• OBIETTIVO DEL COMPITO:
Si traduca in inglese la seguente frase del testo sui giovani italiani all’estero: «Differenze di genere nei tassi emergono solo per i laureati, con una maggiore propensione a rientrare per i maschi: 3 laureati e 2 laureate su cento.»

Giovani italiani all’estero: tra i laureati ne rientrano meno di 3 su 100

La differenza tra i rimpatri e gli espatri è rimasta costantemente negativa e determina una perdita complessiva per l’intero periodo di 259 mila giovani di cui 93 mila giovani con al più la licenza media, di 91 mila diplomati e di 76 mila laureati. Lo testimonia l’Istat nel suo ultimo rapporto.

Differenze di genere nei tassi emergono solo per i laureati, con una maggiore propensione a rientrare per i maschi: 3 laureati e 2 laureate su cento.

Complessivamente dal 2008 al 2020, le perdite nette sono prevalentemente a favore dei paesi dell’Unione europea. Un caso a sé è costituito dal Regno Unito, che è la meta preferita dai nostri giovani, indipendentemente dal loro livello di istruzione: lo squilibrio tra espatri e rimpatri è aumentato negli ultimi due anni, probabilmente a causa di un “effetto Brexit”. La perdita netta di giovani italiani diretti verso il Regno Unito dal 2008 al 2020 è pari a 63 mila unità, di cui quasi il 30 per cento laureati. Un’altra destinazione importante è la Germania, con un bilancio negativo sia per le risorse più qualificate (saldo pari a -11 mila), sia soprattutto per quelle con livello di istruzione medio-basso (-31 mila).

Un freno è arrivato, come è ovvio dalla pandemia. L’inversione però non coinvolge i giovani con bassa istruzione.

A un deflusso così consistente non si è mai contrapposto un flusso di rimpatri, con il risultato che il saldo migratorio è stato sempre negativo e costantemente peggiore per i titoli di studio bassi. Dal 2018 si registra una lieve riduzione delle perdite di giovani in possesso del diploma senza differenze tra maschi e femmine; il deflusso netto dei giovani laureati, invece, prosegue e sembra ridursi solo nel 2020, come effetto delle misure di contrasto della crisi sanitaria (si veda il paragrafo 2.4). In tutto il periodo il tasso netto di migratorietà maschile dei laureati è più negativo di quello delle laureate.

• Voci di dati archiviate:

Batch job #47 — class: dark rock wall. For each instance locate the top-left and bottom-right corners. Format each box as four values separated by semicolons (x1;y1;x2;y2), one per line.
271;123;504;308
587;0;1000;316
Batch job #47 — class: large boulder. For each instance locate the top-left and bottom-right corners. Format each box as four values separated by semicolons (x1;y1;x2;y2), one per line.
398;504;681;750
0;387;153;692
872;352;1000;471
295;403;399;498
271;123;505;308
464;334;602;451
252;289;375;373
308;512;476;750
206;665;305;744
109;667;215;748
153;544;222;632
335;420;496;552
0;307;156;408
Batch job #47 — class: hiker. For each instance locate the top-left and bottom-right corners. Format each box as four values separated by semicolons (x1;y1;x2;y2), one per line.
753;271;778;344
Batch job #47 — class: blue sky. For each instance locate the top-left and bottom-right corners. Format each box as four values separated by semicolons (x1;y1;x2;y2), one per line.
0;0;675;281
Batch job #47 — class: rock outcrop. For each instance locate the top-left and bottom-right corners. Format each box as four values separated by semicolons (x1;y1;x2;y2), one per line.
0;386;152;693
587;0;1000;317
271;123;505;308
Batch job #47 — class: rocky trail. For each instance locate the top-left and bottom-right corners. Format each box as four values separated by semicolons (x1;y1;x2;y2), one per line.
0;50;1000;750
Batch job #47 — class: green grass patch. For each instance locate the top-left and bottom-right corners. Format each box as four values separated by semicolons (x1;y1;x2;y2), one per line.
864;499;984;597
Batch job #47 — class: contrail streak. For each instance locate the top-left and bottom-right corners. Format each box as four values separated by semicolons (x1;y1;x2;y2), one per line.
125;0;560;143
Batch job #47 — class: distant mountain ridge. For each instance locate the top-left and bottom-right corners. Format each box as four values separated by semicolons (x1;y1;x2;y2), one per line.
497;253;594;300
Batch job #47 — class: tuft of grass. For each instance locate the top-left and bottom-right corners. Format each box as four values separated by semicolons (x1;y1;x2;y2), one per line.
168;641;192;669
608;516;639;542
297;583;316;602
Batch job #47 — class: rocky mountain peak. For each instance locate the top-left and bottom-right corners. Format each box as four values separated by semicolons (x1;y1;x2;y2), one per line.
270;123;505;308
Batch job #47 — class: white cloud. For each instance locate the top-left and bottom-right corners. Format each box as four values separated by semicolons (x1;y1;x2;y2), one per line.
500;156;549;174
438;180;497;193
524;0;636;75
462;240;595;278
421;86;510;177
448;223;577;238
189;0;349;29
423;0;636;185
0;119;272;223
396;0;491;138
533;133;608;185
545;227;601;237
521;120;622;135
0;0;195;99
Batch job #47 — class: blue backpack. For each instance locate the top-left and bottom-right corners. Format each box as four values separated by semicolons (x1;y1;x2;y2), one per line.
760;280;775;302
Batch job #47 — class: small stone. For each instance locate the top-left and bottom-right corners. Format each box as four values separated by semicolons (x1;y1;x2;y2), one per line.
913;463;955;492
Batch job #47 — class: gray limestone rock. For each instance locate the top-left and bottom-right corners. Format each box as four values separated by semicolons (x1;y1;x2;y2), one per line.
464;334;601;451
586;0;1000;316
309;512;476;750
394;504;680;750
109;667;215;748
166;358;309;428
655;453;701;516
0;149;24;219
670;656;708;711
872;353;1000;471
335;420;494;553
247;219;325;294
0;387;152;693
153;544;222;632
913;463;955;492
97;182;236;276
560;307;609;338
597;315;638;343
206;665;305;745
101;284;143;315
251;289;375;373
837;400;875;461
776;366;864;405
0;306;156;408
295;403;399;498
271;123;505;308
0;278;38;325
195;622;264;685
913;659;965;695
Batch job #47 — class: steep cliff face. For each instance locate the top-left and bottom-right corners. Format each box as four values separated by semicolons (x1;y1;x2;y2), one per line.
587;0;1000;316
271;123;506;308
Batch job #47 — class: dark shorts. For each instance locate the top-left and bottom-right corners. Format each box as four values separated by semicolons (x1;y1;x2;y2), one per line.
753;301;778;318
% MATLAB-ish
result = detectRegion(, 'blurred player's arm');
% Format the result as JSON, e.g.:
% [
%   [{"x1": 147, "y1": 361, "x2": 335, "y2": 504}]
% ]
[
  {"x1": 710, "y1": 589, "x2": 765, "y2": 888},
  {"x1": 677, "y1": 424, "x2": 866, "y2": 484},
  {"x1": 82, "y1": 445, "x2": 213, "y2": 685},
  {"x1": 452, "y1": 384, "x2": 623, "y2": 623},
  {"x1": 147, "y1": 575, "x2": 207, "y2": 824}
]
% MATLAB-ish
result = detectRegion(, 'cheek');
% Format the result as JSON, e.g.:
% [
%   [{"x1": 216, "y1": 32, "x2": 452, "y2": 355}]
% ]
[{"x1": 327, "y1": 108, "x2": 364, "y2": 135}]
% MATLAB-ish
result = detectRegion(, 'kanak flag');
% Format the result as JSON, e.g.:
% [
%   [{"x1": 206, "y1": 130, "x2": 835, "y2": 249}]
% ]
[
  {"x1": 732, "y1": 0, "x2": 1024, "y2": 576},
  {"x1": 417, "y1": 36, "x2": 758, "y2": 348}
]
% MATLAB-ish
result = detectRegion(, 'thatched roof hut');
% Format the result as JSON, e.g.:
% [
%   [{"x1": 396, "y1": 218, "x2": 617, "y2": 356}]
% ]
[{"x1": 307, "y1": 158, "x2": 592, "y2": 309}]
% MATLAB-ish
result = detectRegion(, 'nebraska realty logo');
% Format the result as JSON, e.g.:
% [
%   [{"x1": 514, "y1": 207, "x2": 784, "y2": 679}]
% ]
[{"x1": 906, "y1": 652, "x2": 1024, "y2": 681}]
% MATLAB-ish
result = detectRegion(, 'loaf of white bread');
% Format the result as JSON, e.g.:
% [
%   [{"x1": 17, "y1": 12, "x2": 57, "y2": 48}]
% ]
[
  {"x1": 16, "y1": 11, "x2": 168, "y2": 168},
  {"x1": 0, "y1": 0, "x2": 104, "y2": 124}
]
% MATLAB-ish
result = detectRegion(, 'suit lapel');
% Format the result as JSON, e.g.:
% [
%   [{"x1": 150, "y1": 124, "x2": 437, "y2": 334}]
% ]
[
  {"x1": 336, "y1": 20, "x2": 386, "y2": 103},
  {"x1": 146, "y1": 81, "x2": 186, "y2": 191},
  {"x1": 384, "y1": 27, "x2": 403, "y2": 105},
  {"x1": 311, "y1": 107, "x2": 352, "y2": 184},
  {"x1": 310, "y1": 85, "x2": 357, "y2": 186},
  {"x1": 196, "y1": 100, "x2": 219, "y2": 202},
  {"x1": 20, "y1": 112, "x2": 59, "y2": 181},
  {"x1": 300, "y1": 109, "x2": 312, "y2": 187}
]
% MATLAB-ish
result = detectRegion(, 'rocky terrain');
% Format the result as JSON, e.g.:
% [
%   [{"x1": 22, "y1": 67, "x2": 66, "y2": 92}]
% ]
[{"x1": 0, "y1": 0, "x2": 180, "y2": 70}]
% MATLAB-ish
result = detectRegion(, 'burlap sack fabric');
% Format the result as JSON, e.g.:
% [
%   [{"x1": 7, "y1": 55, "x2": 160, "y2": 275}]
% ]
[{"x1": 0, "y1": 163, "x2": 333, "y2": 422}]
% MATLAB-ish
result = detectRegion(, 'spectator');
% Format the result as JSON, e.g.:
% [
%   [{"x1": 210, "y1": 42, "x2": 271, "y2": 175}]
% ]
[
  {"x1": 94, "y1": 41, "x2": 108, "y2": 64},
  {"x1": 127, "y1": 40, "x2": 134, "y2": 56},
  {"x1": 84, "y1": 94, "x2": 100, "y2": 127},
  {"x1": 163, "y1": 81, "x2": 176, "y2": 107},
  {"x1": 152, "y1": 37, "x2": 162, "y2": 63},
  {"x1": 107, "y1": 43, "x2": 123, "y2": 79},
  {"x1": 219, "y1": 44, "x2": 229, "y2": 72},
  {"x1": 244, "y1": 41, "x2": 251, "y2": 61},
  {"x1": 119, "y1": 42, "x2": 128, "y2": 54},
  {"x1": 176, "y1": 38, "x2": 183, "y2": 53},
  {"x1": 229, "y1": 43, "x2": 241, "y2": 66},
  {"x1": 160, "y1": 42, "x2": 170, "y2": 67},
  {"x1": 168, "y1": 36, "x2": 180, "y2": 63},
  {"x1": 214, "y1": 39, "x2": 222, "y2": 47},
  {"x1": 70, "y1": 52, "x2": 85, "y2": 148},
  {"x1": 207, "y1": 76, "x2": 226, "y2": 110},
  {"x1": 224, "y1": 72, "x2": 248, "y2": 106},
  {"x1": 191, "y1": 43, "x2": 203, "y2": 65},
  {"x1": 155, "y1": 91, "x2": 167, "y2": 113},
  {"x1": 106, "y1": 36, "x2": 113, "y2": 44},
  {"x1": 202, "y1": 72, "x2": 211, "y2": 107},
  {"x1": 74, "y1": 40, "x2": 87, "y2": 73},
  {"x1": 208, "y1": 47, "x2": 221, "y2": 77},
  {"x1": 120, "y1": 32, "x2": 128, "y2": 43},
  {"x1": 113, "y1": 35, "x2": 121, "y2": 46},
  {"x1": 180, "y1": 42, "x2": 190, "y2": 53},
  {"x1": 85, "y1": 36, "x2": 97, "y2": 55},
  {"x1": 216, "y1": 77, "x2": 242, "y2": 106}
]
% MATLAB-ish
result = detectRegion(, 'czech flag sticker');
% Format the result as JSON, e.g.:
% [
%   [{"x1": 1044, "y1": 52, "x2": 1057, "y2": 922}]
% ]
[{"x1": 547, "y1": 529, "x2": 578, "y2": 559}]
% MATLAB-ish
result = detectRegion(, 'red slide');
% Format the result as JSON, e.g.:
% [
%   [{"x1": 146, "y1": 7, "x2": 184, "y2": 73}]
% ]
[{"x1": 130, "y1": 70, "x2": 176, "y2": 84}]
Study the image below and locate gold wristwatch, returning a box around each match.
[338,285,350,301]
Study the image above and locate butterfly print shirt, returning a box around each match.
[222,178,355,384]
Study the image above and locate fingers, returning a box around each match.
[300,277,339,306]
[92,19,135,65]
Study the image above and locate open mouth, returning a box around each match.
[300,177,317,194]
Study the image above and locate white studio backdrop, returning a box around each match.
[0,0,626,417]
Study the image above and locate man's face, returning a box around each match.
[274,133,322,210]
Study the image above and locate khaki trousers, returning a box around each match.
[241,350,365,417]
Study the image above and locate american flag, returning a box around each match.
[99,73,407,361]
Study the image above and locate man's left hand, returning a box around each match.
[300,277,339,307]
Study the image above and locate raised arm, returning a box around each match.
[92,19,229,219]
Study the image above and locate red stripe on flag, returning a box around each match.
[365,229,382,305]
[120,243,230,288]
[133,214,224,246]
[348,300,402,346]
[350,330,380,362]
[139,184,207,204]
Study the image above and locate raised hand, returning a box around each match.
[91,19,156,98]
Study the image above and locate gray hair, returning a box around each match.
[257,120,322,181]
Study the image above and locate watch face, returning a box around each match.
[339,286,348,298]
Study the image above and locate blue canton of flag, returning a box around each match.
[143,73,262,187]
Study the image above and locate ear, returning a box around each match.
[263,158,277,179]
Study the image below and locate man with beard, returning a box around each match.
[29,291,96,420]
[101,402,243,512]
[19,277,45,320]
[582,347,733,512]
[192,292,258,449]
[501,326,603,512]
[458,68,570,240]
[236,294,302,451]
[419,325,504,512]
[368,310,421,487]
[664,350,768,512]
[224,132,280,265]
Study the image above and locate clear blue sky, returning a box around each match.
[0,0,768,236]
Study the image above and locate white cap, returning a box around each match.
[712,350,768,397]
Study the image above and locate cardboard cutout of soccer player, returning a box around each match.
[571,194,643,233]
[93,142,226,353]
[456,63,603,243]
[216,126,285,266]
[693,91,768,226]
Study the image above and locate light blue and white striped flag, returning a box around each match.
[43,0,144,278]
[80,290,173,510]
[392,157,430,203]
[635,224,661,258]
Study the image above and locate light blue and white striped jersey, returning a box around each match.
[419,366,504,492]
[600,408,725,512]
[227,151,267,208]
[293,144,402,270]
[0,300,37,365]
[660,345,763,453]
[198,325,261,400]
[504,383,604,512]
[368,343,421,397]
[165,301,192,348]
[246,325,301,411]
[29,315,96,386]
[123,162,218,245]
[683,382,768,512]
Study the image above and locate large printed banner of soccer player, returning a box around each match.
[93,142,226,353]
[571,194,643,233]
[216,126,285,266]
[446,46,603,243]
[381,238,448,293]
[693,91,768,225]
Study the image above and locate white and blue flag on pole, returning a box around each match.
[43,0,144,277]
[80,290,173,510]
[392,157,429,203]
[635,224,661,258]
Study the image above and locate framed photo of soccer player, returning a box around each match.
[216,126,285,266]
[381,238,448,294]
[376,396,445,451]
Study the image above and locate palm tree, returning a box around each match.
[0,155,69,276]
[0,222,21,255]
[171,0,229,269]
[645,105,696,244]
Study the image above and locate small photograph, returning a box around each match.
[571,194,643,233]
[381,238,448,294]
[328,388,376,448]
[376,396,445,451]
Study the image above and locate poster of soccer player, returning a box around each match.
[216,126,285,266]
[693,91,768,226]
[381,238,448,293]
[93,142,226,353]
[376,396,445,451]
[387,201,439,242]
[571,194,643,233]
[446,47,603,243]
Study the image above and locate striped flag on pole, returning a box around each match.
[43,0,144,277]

• RISPOSTA AL COMPITO:
Gender differences in the rates emerge only among graduates, with men showing a greater propensity to return: 3 male graduates and 2 female graduates out of a hundred.